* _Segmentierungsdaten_
* * *

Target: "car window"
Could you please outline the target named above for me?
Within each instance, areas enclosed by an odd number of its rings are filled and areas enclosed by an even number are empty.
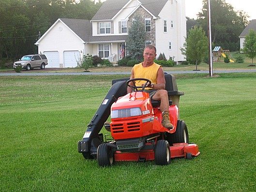
[[[23,56],[20,59],[20,60],[30,60],[31,56]]]
[[[45,55],[40,55],[40,56],[42,59],[47,59]]]
[[[35,55],[35,60],[41,60],[40,57],[38,55]]]

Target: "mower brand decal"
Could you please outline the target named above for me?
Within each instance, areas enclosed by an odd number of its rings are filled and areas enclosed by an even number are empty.
[[[148,115],[150,113],[150,111],[149,110],[147,110],[146,111],[142,111],[142,114],[143,115]]]
[[[142,123],[146,123],[147,122],[152,121],[153,120],[154,120],[154,118],[145,118],[145,119],[142,120]]]
[[[84,136],[83,137],[83,138],[89,138],[91,133],[91,132],[85,132],[85,134],[84,134]]]
[[[103,101],[103,103],[102,103],[102,104],[106,104],[108,101],[108,99],[105,99],[104,101]]]

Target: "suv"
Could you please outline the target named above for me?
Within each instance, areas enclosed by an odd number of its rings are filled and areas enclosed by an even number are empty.
[[[36,67],[44,69],[45,65],[47,64],[47,58],[45,55],[34,54],[22,57],[20,59],[14,62],[13,67],[15,68],[17,66],[21,65],[22,68],[29,71]]]

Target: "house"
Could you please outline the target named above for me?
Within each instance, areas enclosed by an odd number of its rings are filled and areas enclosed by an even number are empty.
[[[185,60],[180,50],[186,37],[185,0],[106,0],[90,21],[59,18],[35,44],[47,67],[75,67],[87,54],[116,62],[128,54],[126,41],[136,14],[145,24],[145,45],[178,64]]]
[[[244,30],[243,30],[240,35],[239,35],[239,39],[240,39],[240,49],[243,48],[244,38],[246,35],[249,34],[249,31],[250,30],[253,30],[256,32],[256,19],[251,20],[249,24],[244,28]]]

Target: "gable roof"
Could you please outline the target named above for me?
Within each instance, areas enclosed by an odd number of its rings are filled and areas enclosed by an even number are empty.
[[[92,25],[89,20],[59,18],[35,43],[35,44],[39,44],[39,42],[59,22],[65,25],[84,43],[88,42],[92,35]]]
[[[93,16],[91,21],[112,20],[126,5],[132,0],[106,0]],[[136,0],[138,4],[158,17],[168,0]]]
[[[256,19],[253,19],[250,21],[249,24],[247,25],[240,35],[239,35],[239,37],[245,37],[248,35],[250,30],[253,30],[256,32]]]
[[[92,25],[89,20],[60,18],[84,42],[87,42],[92,35]]]

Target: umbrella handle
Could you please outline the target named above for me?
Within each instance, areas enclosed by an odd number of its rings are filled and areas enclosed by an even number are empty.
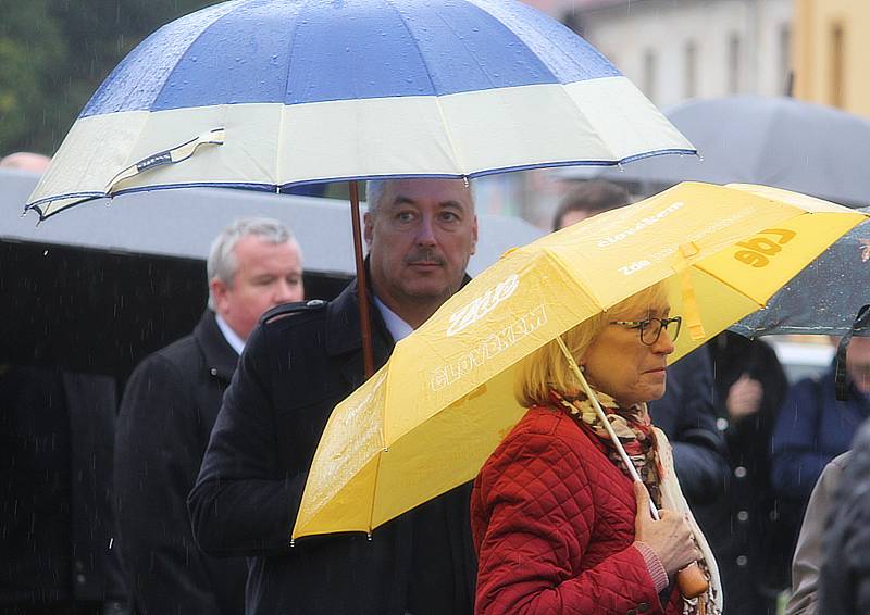
[[[629,457],[629,454],[625,452],[625,449],[622,447],[622,442],[619,441],[619,437],[613,431],[613,428],[610,426],[610,422],[607,419],[607,415],[605,411],[601,409],[601,404],[598,403],[598,398],[595,397],[595,393],[589,387],[589,384],[586,381],[586,378],[583,376],[583,372],[580,371],[577,366],[577,362],[574,361],[574,355],[571,354],[571,351],[568,350],[568,347],[564,344],[562,337],[559,336],[556,338],[556,341],[559,343],[559,348],[564,354],[564,357],[568,360],[568,365],[571,371],[576,376],[577,380],[580,380],[581,386],[583,386],[583,390],[586,392],[586,397],[592,401],[593,406],[595,406],[595,413],[598,415],[598,419],[605,426],[607,430],[607,435],[613,441],[613,444],[619,452],[619,456],[622,459],[622,463],[625,464],[625,467],[629,469],[629,474],[631,475],[632,479],[642,484],[641,475],[637,474],[637,468],[634,467],[632,460]],[[659,511],[656,507],[656,504],[652,502],[652,498],[649,498],[649,512],[652,515],[652,518],[659,520],[661,517],[659,515]],[[704,574],[704,570],[700,569],[697,562],[693,562],[682,570],[676,573],[676,587],[680,588],[680,593],[683,598],[692,600],[693,598],[698,598],[707,592],[710,588],[710,581],[707,579],[707,575]]]

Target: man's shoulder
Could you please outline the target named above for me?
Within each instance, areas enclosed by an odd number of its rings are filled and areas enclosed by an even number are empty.
[[[308,301],[295,301],[284,303],[269,310],[260,317],[260,324],[271,327],[276,324],[284,326],[295,326],[300,323],[310,323],[313,319],[324,318],[328,302],[323,299],[310,299]]]
[[[142,359],[136,366],[136,372],[154,372],[166,365],[171,365],[176,371],[184,371],[185,367],[189,368],[196,364],[200,355],[201,352],[194,335],[188,334]]]

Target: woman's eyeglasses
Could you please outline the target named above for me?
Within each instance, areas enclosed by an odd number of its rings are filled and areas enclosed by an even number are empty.
[[[671,318],[646,318],[644,321],[610,321],[611,325],[622,325],[630,329],[641,330],[641,343],[652,346],[661,337],[661,330],[667,329],[671,341],[676,340],[680,335],[680,326],[683,324],[681,316],[673,316]]]

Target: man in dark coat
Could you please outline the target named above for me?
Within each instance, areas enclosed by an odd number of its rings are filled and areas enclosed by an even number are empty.
[[[477,224],[461,180],[370,184],[374,359],[459,289]],[[363,380],[356,281],[335,301],[279,308],[239,362],[189,498],[209,553],[248,555],[249,615],[471,613],[475,563],[462,486],[374,530],[290,544],[333,407]],[[435,443],[433,444],[435,445]]]
[[[128,612],[111,503],[116,403],[108,376],[0,364],[0,612]]]
[[[244,560],[200,552],[186,499],[245,340],[264,311],[302,298],[299,247],[281,223],[241,219],[212,244],[208,276],[209,310],[137,366],[119,417],[121,549],[140,615],[244,610]]]
[[[854,341],[854,340],[853,340]],[[870,341],[870,340],[868,340]],[[870,611],[870,422],[858,435],[834,494],[822,540],[819,603],[815,613]]]

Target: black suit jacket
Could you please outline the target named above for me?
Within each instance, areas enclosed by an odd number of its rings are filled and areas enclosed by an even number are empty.
[[[32,600],[123,601],[111,498],[117,405],[114,379],[18,365],[3,366],[0,381],[7,391],[0,394],[0,440],[17,440],[0,445],[0,454],[5,455],[2,469],[10,473],[0,478],[0,611],[5,612],[2,605]],[[8,382],[14,392],[5,397]],[[47,407],[27,405],[42,399],[33,394],[39,390],[61,390],[62,399],[50,401]],[[18,421],[22,413],[46,421],[38,434],[30,423]],[[66,443],[63,450],[69,450],[69,457],[53,455],[39,445],[38,438],[51,432]],[[10,456],[25,448],[24,455]],[[60,474],[69,477],[63,487],[47,480],[55,475],[59,464],[65,469]],[[22,491],[17,488],[22,481],[36,485],[36,489]],[[39,501],[32,500],[35,495]],[[58,532],[54,524],[59,523],[69,523],[69,527]],[[53,585],[40,586],[44,579],[29,576],[39,574],[49,576],[48,583]],[[54,587],[69,591],[55,597]]]
[[[247,613],[402,615],[417,515],[443,506],[453,562],[430,570],[471,613],[474,556],[469,486],[364,535],[303,538],[290,532],[306,477],[332,409],[363,381],[356,283],[330,304],[309,302],[264,318],[245,348],[189,498],[194,529],[214,554],[249,555]],[[266,315],[269,316],[269,314]],[[393,340],[372,306],[376,365]]]
[[[237,361],[207,311],[192,335],[148,356],[127,382],[114,485],[122,561],[140,615],[244,611],[244,560],[204,555],[186,506]]]

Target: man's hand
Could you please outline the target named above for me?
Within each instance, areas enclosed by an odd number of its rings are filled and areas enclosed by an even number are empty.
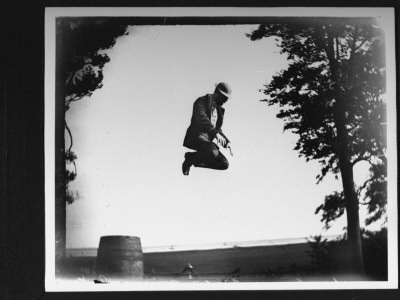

* * *

Übertrage alle Datensätze oben Zeile für Zeile in eine Markdown-Tabelle mit den Spalten „Zeile“ für die fortlaufende Nummer und „Inhalt“ für den Zeilentext. Leere Zeilen und die Bilder lässt du dabei weg.

* _Lösung der Aufgabe_
| Zeile | Inhalt |
|---|---|
| 1 | Target: "car window" |
| 2 | Could you please outline the target named above for me? |
| 3 | Within each instance, areas enclosed by an odd number of its rings are filled and areas enclosed by an even number are empty. |
| 4 | [[[23,56],[20,59],[20,60],[30,60],[31,56]]] |
| 5 | [[[45,55],[40,55],[40,56],[42,59],[47,59]]] |
| 6 | [[[35,55],[35,60],[41,60],[40,57],[38,55]]] |
| 7 | Target: "mower brand decal" |
| 8 | Could you please outline the target named above for me? |
| 9 | Within each instance, areas enclosed by an odd number of its rings are filled and areas enclosed by an even number are empty. |
| 10 | [[[148,115],[150,113],[150,111],[149,110],[147,110],[146,111],[142,111],[142,114],[143,115]]] |
| 11 | [[[142,123],[146,123],[147,122],[152,121],[153,120],[154,120],[154,118],[145,118],[145,119],[142,120]]] |
| 12 | [[[84,136],[83,137],[83,138],[89,138],[91,133],[91,132],[85,132],[85,134],[84,134]]] |
| 13 | [[[103,101],[103,103],[102,103],[102,104],[106,104],[108,101],[108,99],[105,99],[104,101]]] |
| 14 | Target: "suv" |
| 15 | Could you please outline the target named above for me? |
| 16 | Within each instance, areas enclosed by an odd number of its rings are filled and areas enclosed by an even number are empty. |
| 17 | [[[36,67],[44,69],[45,65],[47,64],[47,58],[45,55],[34,54],[22,57],[20,59],[14,62],[13,67],[15,68],[17,66],[21,65],[22,68],[29,71]]] |
| 18 | Target: "house" |
| 19 | Could you please outline the target named above for me? |
| 20 | Within each instance, areas enclosed by an odd number of its rings are filled and areas enclosed by an even number are empty. |
| 21 | [[[185,60],[180,50],[186,37],[185,0],[106,0],[90,21],[59,18],[35,44],[47,67],[75,67],[87,54],[116,62],[128,54],[126,41],[136,14],[145,24],[145,45],[178,64]]] |
| 22 | [[[244,30],[243,30],[240,35],[239,35],[239,39],[240,39],[240,49],[243,48],[244,38],[246,35],[249,34],[249,31],[250,30],[253,30],[256,32],[256,19],[251,20],[249,24],[244,28]]] |
| 23 | Target: "gable roof" |
| 24 | Could you please outline the target named above for me? |
| 25 | Within each instance, areas enclosed by an odd number of its rings are filled and areas enclosed by an even number are empty. |
| 26 | [[[92,25],[89,20],[59,18],[35,43],[35,44],[39,44],[39,42],[59,22],[65,25],[84,43],[88,42],[92,35]]] |
| 27 | [[[93,16],[91,21],[112,20],[126,5],[132,0],[106,0]],[[136,0],[138,4],[158,17],[168,0]]] |
| 28 | [[[256,19],[253,19],[250,21],[249,24],[247,25],[240,35],[239,35],[239,37],[245,37],[248,35],[250,30],[253,30],[256,32]]] |
| 29 | [[[92,25],[89,20],[60,18],[84,42],[87,42],[92,35]]] |
| 30 | Target: umbrella handle |
| 31 | Could you please outline the target named above for me? |
| 32 | Within each instance, areas enclosed by an odd number of its rings are filled and areas enclosed by an even number are empty. |
| 33 | [[[629,457],[629,454],[625,452],[625,449],[622,447],[622,442],[619,441],[619,437],[613,431],[613,428],[610,426],[610,422],[607,419],[607,415],[605,411],[601,409],[601,404],[598,403],[598,398],[595,397],[595,393],[589,387],[589,384],[586,381],[586,378],[583,376],[583,372],[580,371],[577,366],[577,362],[574,361],[574,355],[571,354],[571,351],[568,350],[568,347],[564,344],[562,337],[559,336],[556,338],[556,341],[559,343],[559,348],[564,354],[564,357],[568,360],[568,365],[571,371],[576,376],[577,380],[580,380],[581,386],[583,386],[583,390],[586,392],[586,397],[592,401],[593,406],[595,406],[595,413],[598,415],[598,419],[605,426],[607,430],[607,435],[613,441],[613,444],[619,452],[619,456],[622,459],[622,463],[625,464],[625,467],[629,469],[629,474],[631,475],[632,479],[642,484],[641,475],[637,474],[637,468],[634,467],[632,460]],[[659,511],[656,507],[656,504],[652,502],[652,498],[649,498],[649,512],[652,515],[652,518],[659,520],[661,517],[659,515]],[[704,574],[704,570],[700,569],[697,562],[693,562],[682,570],[676,573],[676,587],[680,588],[680,593],[683,598],[692,600],[693,598],[698,598],[707,592],[710,588],[710,581],[707,579],[707,575]]] |
| 34 | Target: man's shoulder |
| 35 | Could you please outline the target named above for me? |
| 36 | Within each instance, areas enclosed by an odd number of its rings are filled and areas enclosed by an even number are empty. |
| 37 | [[[308,301],[295,301],[284,303],[269,310],[260,317],[260,324],[271,327],[276,324],[284,326],[295,326],[300,323],[310,323],[313,319],[324,318],[328,302],[323,299],[310,299]]] |
| 38 | [[[142,359],[136,366],[136,372],[154,372],[166,365],[171,365],[176,371],[184,371],[185,367],[189,368],[196,364],[200,355],[201,352],[194,335],[188,334]]] |
| 39 | Target: woman's eyeglasses |
| 40 | Could you please outline the target named above for me? |
| 41 | Within each instance, areas enclosed by an odd number of its rings are filled and areas enclosed by an even number are empty. |
| 42 | [[[671,318],[646,318],[644,321],[610,321],[611,325],[622,325],[630,329],[641,330],[641,343],[652,346],[661,337],[661,330],[667,329],[671,341],[676,340],[680,335],[680,326],[683,324],[681,316],[673,316]]] |
| 43 | Target: man in dark coat |
| 44 | Could you please outline the target named above for me? |
| 45 | Within each instance, areas enclosed by an odd number of its rings are filled and areas enclosed by an even number are empty. |
| 46 | [[[477,224],[461,180],[370,184],[374,359],[459,289]],[[363,380],[356,281],[335,301],[279,308],[239,362],[189,498],[209,553],[248,555],[249,615],[471,613],[475,563],[462,486],[374,530],[290,544],[333,407]],[[435,443],[433,444],[435,445]]] |
| 47 | [[[128,612],[111,503],[116,403],[108,376],[0,364],[0,612]]] |
| 48 | [[[244,560],[200,552],[186,499],[245,340],[264,311],[302,298],[299,247],[281,223],[241,219],[212,244],[208,276],[209,310],[137,366],[119,417],[121,549],[140,615],[244,610]]] |
| 49 | [[[854,341],[854,340],[853,340]],[[870,341],[870,340],[868,340]],[[870,611],[870,422],[858,435],[834,494],[822,540],[819,603],[815,613]]] |
| 50 | Target: black suit jacket |
| 51 | Could you please outline the target named above for me? |
| 52 | Within each instance, areas enclosed by an odd number of its rings are filled and areas enclosed by an even number are empty. |
| 53 | [[[32,600],[123,601],[111,498],[117,405],[114,379],[18,365],[3,366],[0,381],[7,391],[0,394],[0,440],[17,440],[0,445],[0,454],[5,455],[2,469],[10,473],[0,478],[0,611],[5,612],[2,605]],[[8,382],[14,392],[5,397]],[[47,407],[27,405],[42,399],[33,394],[39,390],[61,390],[62,399],[50,401]],[[18,421],[22,413],[46,421],[38,434],[30,423]],[[66,443],[63,450],[69,450],[69,457],[53,455],[39,445],[38,438],[51,432]],[[10,456],[25,448],[24,455]],[[60,474],[69,477],[63,487],[47,480],[55,475],[59,464],[65,469]],[[22,491],[17,488],[22,481],[36,485],[36,489]],[[39,501],[32,500],[35,495]],[[58,532],[54,524],[59,523],[69,523],[69,527]],[[53,585],[40,586],[44,579],[29,576],[39,574],[49,576],[48,583]],[[54,587],[69,591],[55,597]]] |
| 54 | [[[247,613],[402,615],[417,515],[443,506],[453,562],[430,570],[471,613],[474,556],[469,486],[364,535],[303,538],[290,532],[306,477],[332,409],[363,381],[356,283],[330,304],[309,302],[264,318],[245,348],[189,498],[194,529],[214,554],[249,555]],[[266,315],[269,316],[269,314]],[[393,340],[372,306],[376,365]]] |
| 55 | [[[237,361],[207,311],[192,335],[148,356],[127,382],[114,485],[122,561],[140,615],[244,611],[244,560],[204,555],[186,506]]] |
| 56 | Target: man's hand |
| 57 | Could you please outline the target named above for me? |
| 58 | Within each instance, areas enclosed by an odd number of its rings are filled and areas enclosed by an even number are empty. |